Repeat word for word the lines from the one containing "green kimono --coords pixels" through the last line, inclusive.

— START INPUT FOR THIS TASK —

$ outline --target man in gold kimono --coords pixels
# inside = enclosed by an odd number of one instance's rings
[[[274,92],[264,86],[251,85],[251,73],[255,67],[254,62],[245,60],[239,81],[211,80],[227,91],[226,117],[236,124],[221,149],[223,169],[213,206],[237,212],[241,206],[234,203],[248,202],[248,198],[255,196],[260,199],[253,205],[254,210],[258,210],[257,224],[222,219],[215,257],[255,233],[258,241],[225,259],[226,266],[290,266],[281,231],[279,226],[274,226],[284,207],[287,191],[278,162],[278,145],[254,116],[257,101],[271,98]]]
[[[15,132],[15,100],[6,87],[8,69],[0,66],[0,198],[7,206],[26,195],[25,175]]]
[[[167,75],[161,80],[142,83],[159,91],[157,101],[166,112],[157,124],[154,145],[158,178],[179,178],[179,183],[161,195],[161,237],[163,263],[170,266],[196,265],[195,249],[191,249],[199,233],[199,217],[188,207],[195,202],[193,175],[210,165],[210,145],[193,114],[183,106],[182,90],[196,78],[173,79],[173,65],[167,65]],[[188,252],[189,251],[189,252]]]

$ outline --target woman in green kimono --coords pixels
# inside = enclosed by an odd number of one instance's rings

— END INPUT FOR THIS TASK —

**THE RESPONSE:**
$ outline --target woman in green kimono --coords pixels
# inside = enclosed by an odd number of one instance's rings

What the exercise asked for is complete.